### Job
Could you copy out the material from the line containing "Emit one marker per instance in this form: [(188, 316)]." through the end of the material, both included, multiplying every coordinate in the answers by 1.2 and rounding to whole numbers (halves up), while leaving the requests and their format samples unchanged?
┏━━
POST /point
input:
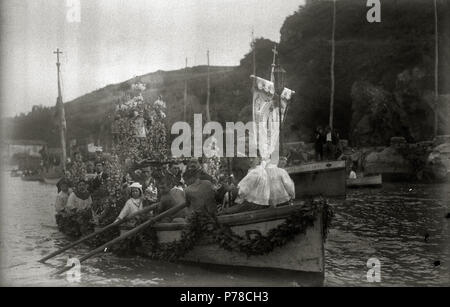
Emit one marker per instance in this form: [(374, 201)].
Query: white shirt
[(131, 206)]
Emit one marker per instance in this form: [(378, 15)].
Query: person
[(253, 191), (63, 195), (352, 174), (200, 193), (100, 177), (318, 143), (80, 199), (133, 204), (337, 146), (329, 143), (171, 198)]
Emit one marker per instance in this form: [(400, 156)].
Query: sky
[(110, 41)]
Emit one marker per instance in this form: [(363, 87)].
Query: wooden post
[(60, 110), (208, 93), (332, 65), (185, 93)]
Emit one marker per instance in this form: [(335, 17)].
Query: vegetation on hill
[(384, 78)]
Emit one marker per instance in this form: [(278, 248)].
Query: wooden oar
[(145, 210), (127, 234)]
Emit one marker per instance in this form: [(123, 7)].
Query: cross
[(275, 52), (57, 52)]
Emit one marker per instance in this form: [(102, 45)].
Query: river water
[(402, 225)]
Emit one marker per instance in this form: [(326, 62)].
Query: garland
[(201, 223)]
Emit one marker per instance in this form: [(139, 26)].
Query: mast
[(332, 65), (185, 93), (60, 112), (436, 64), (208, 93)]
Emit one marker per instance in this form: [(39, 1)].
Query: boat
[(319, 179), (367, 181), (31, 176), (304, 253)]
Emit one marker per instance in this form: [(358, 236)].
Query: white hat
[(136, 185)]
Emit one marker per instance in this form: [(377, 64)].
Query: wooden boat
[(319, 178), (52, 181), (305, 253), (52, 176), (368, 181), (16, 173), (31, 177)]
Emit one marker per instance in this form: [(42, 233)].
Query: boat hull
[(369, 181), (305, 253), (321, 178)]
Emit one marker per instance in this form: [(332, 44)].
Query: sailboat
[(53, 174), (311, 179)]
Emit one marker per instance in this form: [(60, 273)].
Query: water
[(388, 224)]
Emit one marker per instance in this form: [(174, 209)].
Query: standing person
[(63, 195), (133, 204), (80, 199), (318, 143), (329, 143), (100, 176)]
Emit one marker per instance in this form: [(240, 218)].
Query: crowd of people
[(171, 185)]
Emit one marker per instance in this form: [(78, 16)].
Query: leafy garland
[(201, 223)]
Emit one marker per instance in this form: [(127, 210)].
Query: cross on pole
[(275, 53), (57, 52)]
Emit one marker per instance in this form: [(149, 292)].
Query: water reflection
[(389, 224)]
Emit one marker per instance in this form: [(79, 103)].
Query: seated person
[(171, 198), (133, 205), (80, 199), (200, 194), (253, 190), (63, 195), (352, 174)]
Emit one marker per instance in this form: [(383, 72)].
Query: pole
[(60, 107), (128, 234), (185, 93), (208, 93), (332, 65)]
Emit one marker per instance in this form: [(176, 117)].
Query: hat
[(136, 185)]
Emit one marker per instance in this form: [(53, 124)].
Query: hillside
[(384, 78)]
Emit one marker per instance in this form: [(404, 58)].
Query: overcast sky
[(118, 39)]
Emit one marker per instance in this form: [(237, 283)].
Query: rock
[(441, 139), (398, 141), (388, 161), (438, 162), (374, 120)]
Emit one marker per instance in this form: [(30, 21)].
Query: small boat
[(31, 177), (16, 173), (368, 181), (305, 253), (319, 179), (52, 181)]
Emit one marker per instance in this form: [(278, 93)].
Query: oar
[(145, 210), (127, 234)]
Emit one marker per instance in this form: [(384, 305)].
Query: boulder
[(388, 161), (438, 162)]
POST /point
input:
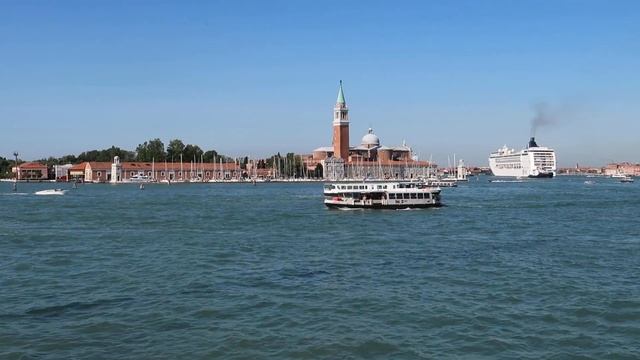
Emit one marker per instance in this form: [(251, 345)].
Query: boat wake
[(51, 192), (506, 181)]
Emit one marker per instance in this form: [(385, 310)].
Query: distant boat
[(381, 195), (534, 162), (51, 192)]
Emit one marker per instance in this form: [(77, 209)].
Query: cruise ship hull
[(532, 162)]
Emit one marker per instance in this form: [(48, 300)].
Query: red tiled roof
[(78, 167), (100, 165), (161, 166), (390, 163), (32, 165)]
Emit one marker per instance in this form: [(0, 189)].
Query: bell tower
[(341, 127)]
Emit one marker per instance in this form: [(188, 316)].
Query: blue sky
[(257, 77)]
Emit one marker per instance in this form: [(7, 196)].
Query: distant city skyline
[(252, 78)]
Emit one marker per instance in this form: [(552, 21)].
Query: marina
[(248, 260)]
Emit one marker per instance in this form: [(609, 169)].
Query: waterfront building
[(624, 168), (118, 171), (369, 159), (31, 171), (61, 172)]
┗━━
### Full response
Emit one marker per instance in this form: [(188, 316)].
Query: blue sky
[(308, 92)]
Emit one marker per instance in this form: [(7, 196)].
Query: distant city skyline
[(302, 94)]
Emit one marker per instance in this form: [(552, 21)].
Query: marina
[(298, 312)]
Emit one marker per instance in this form: [(609, 169)].
Query: waterfront building
[(749, 202), (142, 205), (443, 191), (37, 205), (73, 206)]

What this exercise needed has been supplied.